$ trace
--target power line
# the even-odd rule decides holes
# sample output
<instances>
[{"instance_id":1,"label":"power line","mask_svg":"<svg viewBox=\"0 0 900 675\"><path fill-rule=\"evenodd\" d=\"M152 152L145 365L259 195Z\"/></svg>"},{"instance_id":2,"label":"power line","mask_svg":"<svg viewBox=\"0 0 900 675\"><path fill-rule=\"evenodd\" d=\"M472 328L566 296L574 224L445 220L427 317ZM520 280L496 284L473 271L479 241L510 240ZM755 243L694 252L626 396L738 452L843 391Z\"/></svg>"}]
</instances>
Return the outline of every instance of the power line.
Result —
◇ ◇ ◇
*EXERCISE GOAL*
Every line of the listing above is to be repeated exactly as written.

*ANSWER TO THE EXERCISE*
$ trace
--target power line
# the even-odd rule decides holes
# sample output
<instances>
[{"instance_id":1,"label":"power line","mask_svg":"<svg viewBox=\"0 0 900 675\"><path fill-rule=\"evenodd\" d=\"M152 152L145 365L259 195Z\"/></svg>"},{"instance_id":2,"label":"power line","mask_svg":"<svg viewBox=\"0 0 900 675\"><path fill-rule=\"evenodd\" d=\"M472 328L566 296L574 224L445 220L427 317ZM520 280L496 284L473 271L479 241L510 240ZM755 243L694 252L626 396L738 452L843 391Z\"/></svg>"}]
</instances>
Return the outline of every instance of the power line.
Result —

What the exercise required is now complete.